Exercise details
The records below are to be repeated exactly, and their pictures left out.

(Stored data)
<<<<

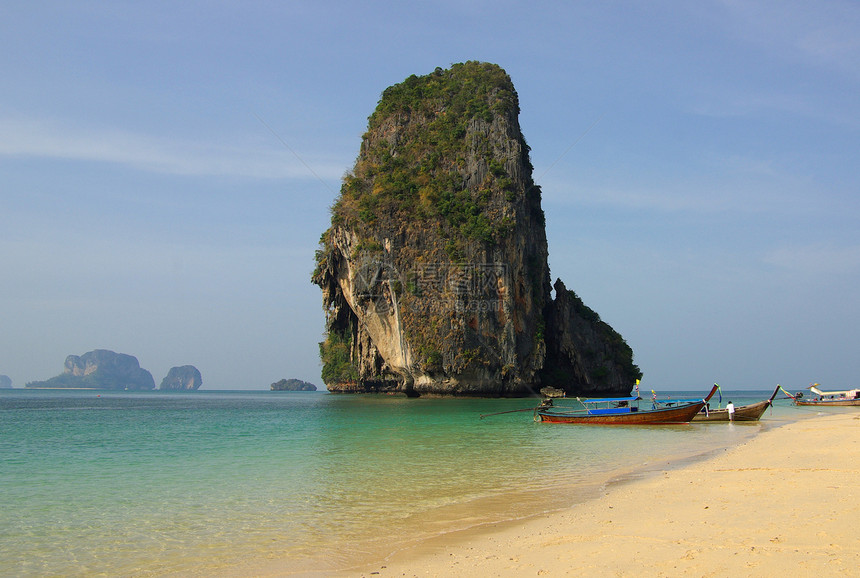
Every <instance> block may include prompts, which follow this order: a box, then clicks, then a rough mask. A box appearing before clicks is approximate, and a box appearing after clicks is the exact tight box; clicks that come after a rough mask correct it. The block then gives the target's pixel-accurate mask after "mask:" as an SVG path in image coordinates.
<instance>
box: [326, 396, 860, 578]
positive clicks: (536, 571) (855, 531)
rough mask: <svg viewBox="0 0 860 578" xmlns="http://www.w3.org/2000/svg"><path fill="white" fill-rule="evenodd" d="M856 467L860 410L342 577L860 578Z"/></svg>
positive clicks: (839, 413) (788, 430) (859, 497)
mask: <svg viewBox="0 0 860 578" xmlns="http://www.w3.org/2000/svg"><path fill="white" fill-rule="evenodd" d="M708 427H712V426H708ZM725 427H744V426H742V425H740V426H738V425H733V424H726V425H725ZM858 470H860V412H856V411H850V412H839V413H836V414H830V415H819V416H815V417H812V418H809V419H803V420H801V421H797V422H792V423H788V424H786V425H784V426H781V427H776V428H773V429H770V430H768V431H765V432H763V433H762V434H761V435H758V436H756V437H755V438H753V439H752V440H750V441H748V442H746V443H744V444H742V445H739V446H737V447H732V448H729V449H726V450H724V451H721V452H719V453H718V454H717V455H713V456H711V457H708V458H706V459H704V460H701V461H695V462H691V463H688V464H687V465H684V466H682V467H679V468H673V469H666V470H665V471H656V472H653V473H650V474H648V475H646V476H644V477H642V478H639V479H633V480H630V481H625V482H619V483H614V484H611V485H610V486H609V487H608V488H606V490H605V491H604V492H602V495H601V496H600V497H599V498H597V499H594V500H591V501H588V502H585V503H582V504H578V505H576V506H573V507H571V508H570V509H567V510H565V511H561V512H556V513H553V514H549V515H544V516H539V517H536V518H531V519H528V520H525V521H521V522H512V523H509V524H506V525H499V526H496V527H493V528H483V529H481V530H475V531H470V532H460V533H454V534H450V535H447V536H444V537H441V538H438V539H436V540H433V541H431V542H429V543H425V544H422V545H421V546H419V547H416V548H411V549H408V550H403V551H401V552H398V553H397V554H395V555H394V556H391V557H390V558H389V559H387V560H385V561H384V562H381V563H379V564H377V565H374V566H373V567H367V568H363V569H361V570H356V571H354V572H350V573H345V574H342V575H344V576H367V577H370V576H380V577H383V578H384V577H394V576H567V575H571V576H573V575H588V576H728V575H740V576H779V575H782V576H860V491H858V489H857V486H858V483H860V475H858V474H860V471H858Z"/></svg>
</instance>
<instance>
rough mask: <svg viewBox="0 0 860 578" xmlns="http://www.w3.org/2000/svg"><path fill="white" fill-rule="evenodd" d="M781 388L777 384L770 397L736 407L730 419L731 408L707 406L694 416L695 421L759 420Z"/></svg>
mask: <svg viewBox="0 0 860 578" xmlns="http://www.w3.org/2000/svg"><path fill="white" fill-rule="evenodd" d="M780 389H781V388H780V387H779V386H778V385H777V386H776V389H774V390H773V395H771V396H770V399H766V400H764V401H759V402H757V403H751V404H749V405H741V406H738V407H736V408H735V414H734V416H733V417H732V419H731V420H729V410H728V409H726V408H724V407H723V408H718V409H708V408H707V406H706V407H705V408H703V409H702V410H701V411H700V412H699V413H697V414H696V415H695V416H694V417H693V421H696V422H698V421H758V420H759V419H760V418H761V416H762V415H764V412H765V411H766V410H767V408H769V407H770V406H771V405H772V404H773V400H774V398H776V394H777V393H779V390H780Z"/></svg>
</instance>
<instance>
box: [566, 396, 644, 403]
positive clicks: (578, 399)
mask: <svg viewBox="0 0 860 578" xmlns="http://www.w3.org/2000/svg"><path fill="white" fill-rule="evenodd" d="M637 399H640V398H638V397H603V398H591V397H586V398H582V397H577V398H576V400H577V401H579V402H580V403H613V402H616V401H636V400H637Z"/></svg>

>>>>

Reply to the task
Every <instance> block may include prompts, which follow this order: a box, then clicks, then a rough mask. A box appearing before clicks is approximate, and a box appearing after clicks is the exact tight box; clicks that come after a rough mask correct it. The block then gives the target's pixel-accurate mask after "mask:" as an SVG path in image coordinates.
<instance>
box: [326, 396, 860, 578]
positive clicks: (536, 571) (855, 531)
rough mask: <svg viewBox="0 0 860 578" xmlns="http://www.w3.org/2000/svg"><path fill="white" fill-rule="evenodd" d="M856 467L860 410L342 577L860 578Z"/></svg>
positive clicks: (839, 413) (788, 430) (859, 497)
mask: <svg viewBox="0 0 860 578" xmlns="http://www.w3.org/2000/svg"><path fill="white" fill-rule="evenodd" d="M708 427H712V426H708ZM725 427H744V426H742V425H740V426H738V425H733V424H726V425H725ZM858 470H860V412H856V411H850V412H839V413H836V414H830V415H819V416H815V417H812V418H809V419H803V420H801V421H797V422H792V423H788V424H786V425H784V426H781V427H776V428H773V429H770V430H768V431H765V432H763V433H762V434H761V435H758V436H756V437H755V438H753V439H752V440H750V441H748V442H746V443H744V444H742V445H739V446H737V447H732V448H729V449H726V450H724V451H721V452H719V453H718V454H717V455H713V456H711V457H708V458H706V459H704V460H701V461H695V462H691V463H688V464H687V465H684V466H682V467H679V468H673V469H666V470H665V471H656V472H653V473H650V474H648V475H646V476H644V477H642V478H639V479H633V480H630V481H625V482H619V483H614V484H611V485H610V486H609V487H608V488H606V490H605V491H604V492H602V495H601V496H600V497H599V498H597V499H594V500H591V501H588V502H585V503H582V504H578V505H576V506H573V507H571V508H570V509H567V510H565V511H561V512H556V513H553V514H549V515H544V516H539V517H536V518H531V519H528V520H525V521H521V522H512V523H509V524H506V525H499V526H496V527H493V528H483V529H481V530H475V531H470V532H460V533H454V534H450V535H447V536H444V537H441V538H438V539H436V540H433V541H431V542H429V543H425V544H422V545H421V546H419V547H416V548H411V549H408V550H403V551H401V552H398V553H397V554H395V555H394V556H391V557H390V558H389V559H387V560H385V561H384V562H381V563H379V564H377V565H374V566H373V567H367V568H363V569H361V570H356V571H354V572H350V573H345V574H342V575H344V576H367V577H370V576H380V577H383V578H384V577H394V576H567V575H571V576H573V575H588V576H728V575H740V576H779V575H782V576H860V491H858V489H857V486H858V483H860V475H858V474H860V471H858Z"/></svg>
</instance>
<instance>
rough mask: <svg viewBox="0 0 860 578" xmlns="http://www.w3.org/2000/svg"><path fill="white" fill-rule="evenodd" d="M781 388L777 384L770 397L736 407L730 419L731 408L707 406L694 416L695 421L759 420Z"/></svg>
mask: <svg viewBox="0 0 860 578" xmlns="http://www.w3.org/2000/svg"><path fill="white" fill-rule="evenodd" d="M780 389H781V388H780V387H779V386H778V385H777V386H776V389H774V390H773V395H771V396H770V399H766V400H764V401H759V402H757V403H751V404H749V405H741V406H738V407H736V408H735V414H734V416H733V417H732V419H731V420H729V410H728V409H726V408H724V407H723V408H718V409H708V408H707V406H706V407H705V408H703V409H702V410H701V411H700V412H699V413H697V414H696V415H695V416H694V417H693V421H696V422H698V421H758V420H759V419H760V418H761V416H762V415H764V412H765V411H766V410H767V408H769V407H770V406H771V405H772V404H773V400H774V398H776V394H777V393H779V390H780Z"/></svg>
</instance>
<instance>
box: [566, 396, 644, 403]
positive clicks: (578, 399)
mask: <svg viewBox="0 0 860 578" xmlns="http://www.w3.org/2000/svg"><path fill="white" fill-rule="evenodd" d="M637 399H640V398H638V397H603V398H591V397H586V398H582V397H577V398H576V400H577V401H579V402H580V403H613V402H616V401H636V400H637Z"/></svg>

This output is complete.